Urban Metabolism and Minority Pulse: An Urban Metabolism Education and Awareness Campaign Targeting Minority Groups 2017

Published on Jun 25, 2017

 

Urban Metabolism and Minority Pulse: An Urban Metabolism

Research, Education & Awareness Campaign Targeting Minority Groups 2017

Operationalizing urban metabolism in cities while promoting inclusion

“ ...because no one should be left behind”


 


The Metabolism of Cities (MOC) is an open source platform established in 2014 designed to provide professionals and non professionals with urban metabolism data, publications, tools and visualizations on resource consumption in cities. Its goal is to provide engaged cities and citizens with the necessary tools and technology to affect the resiliency and sustainability of their cities and settlements in a positive way. The MOC is run by a group of enthusiastic volunteers from Italy, Cape Town, South Africa, Belgium, Norway and Switzerland. As a part of the Third Edition of the Metabolism of Cities, Stakeholder Initiative our team is collaborating with the Politecnico di Milano (POLIMI) in Milan, Italy. Towards a global initiative to develop inclusion targeting minority groups and engaging the youth. The campaign is titled the Urban Metabolism and Minority Pulse: An education and awareness campaign targeting minority groups with an emphasis on the awareness of resource consumption and education for sustainable development in cities targeting minority groups as an initiative to tackle and localized the United Nations Sustainable Development Goals by 2030 to incorporate climate change and urban metabolism education, awareness and research among minority members of society targeting: disabled, children, elderly, students, refugees, LGTBI and women. We strongly believe that this campaign will benefit not just minority groups themselves but ultimately society as a whole promoting inclusion of minorities in sustainable developments (UN, 2015).
__________
**Short exercise a**
In the listing below, identify every line that contains the string "water" and copy each one. Case counts.

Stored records
__________
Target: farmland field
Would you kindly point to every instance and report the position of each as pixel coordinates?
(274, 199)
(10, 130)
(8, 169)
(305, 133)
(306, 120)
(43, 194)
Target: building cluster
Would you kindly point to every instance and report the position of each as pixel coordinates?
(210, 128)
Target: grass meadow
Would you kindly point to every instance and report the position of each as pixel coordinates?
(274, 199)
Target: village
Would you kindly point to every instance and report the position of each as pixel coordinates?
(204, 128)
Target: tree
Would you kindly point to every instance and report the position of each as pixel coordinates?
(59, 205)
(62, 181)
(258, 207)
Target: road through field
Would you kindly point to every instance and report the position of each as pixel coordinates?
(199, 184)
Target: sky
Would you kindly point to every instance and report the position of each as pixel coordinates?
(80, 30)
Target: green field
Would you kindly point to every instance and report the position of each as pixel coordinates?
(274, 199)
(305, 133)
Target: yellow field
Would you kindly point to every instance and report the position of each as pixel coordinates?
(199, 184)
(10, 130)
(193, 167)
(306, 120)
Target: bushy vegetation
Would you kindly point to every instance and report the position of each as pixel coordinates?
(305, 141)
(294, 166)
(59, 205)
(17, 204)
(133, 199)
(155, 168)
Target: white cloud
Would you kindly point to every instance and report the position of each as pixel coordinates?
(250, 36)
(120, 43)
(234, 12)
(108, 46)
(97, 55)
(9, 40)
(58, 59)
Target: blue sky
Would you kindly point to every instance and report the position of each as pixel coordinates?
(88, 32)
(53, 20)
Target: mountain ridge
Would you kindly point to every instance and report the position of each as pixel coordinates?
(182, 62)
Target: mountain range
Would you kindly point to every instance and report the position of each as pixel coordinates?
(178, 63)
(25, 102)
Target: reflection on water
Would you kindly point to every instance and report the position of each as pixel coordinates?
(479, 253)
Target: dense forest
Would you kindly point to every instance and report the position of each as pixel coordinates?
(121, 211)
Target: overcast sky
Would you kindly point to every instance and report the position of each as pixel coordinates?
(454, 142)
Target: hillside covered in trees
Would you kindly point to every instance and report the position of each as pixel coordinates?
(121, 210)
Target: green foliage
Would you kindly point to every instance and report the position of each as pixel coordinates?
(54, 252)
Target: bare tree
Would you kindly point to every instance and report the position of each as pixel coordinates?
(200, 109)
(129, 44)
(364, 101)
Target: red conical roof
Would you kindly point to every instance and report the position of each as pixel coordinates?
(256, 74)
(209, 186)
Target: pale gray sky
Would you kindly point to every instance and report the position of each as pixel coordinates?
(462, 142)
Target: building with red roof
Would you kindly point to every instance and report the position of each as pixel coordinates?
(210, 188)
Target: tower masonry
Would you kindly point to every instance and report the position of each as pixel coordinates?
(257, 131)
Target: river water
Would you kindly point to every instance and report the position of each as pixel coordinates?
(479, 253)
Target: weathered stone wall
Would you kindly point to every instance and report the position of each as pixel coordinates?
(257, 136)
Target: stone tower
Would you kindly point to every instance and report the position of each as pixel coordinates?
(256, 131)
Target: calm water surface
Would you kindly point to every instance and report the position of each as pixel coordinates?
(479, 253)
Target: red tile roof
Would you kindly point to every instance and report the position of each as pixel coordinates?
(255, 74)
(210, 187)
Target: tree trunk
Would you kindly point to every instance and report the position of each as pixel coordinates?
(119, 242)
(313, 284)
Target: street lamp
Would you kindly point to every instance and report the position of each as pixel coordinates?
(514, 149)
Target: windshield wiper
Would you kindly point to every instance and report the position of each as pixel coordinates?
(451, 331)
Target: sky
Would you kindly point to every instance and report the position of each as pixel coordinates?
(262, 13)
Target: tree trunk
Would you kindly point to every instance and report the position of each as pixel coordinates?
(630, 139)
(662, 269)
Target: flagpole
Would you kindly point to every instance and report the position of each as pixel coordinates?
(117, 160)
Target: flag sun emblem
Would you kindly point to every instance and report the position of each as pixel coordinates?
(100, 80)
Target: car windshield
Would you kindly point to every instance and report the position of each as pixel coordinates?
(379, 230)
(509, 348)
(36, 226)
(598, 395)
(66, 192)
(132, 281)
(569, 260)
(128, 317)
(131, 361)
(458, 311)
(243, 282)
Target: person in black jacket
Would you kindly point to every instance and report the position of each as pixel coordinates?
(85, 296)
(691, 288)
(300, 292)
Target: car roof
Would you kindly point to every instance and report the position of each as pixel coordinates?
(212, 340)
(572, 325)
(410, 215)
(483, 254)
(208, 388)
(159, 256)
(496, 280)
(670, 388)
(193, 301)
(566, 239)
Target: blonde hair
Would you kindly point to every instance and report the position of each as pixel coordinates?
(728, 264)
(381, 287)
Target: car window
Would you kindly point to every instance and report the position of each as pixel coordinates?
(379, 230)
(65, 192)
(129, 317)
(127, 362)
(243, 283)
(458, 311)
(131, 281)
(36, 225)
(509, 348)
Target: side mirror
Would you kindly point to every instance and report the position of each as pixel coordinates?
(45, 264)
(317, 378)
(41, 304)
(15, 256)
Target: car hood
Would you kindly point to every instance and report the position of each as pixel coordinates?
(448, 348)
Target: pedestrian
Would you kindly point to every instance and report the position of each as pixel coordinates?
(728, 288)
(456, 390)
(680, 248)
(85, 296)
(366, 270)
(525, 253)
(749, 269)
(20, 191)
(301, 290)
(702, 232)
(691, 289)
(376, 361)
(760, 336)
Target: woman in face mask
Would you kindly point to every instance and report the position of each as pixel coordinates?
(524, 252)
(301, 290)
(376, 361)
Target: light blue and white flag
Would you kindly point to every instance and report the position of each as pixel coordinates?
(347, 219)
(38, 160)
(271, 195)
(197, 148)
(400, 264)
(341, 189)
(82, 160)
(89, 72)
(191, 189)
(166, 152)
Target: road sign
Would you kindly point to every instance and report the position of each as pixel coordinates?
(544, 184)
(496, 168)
__________
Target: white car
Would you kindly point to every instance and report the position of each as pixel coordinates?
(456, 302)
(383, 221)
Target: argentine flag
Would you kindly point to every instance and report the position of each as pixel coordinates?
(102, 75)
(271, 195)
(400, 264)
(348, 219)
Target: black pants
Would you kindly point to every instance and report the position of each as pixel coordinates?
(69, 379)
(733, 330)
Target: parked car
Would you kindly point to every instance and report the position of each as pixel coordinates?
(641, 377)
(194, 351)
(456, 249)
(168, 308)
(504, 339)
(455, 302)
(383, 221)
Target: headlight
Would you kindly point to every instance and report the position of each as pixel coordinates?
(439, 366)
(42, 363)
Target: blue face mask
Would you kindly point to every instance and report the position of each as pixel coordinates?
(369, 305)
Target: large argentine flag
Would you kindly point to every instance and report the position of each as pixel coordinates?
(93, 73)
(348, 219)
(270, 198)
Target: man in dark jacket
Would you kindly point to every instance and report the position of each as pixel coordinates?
__________
**Short exercise b**
Name the minority groups that the campaign description lists as targets.

**Worked solution a**
Target: reflection on water
Target: river water
Target: calm water surface

**Worked solution b**
Disabled, children, elderly, students, refugees, LGTBI, women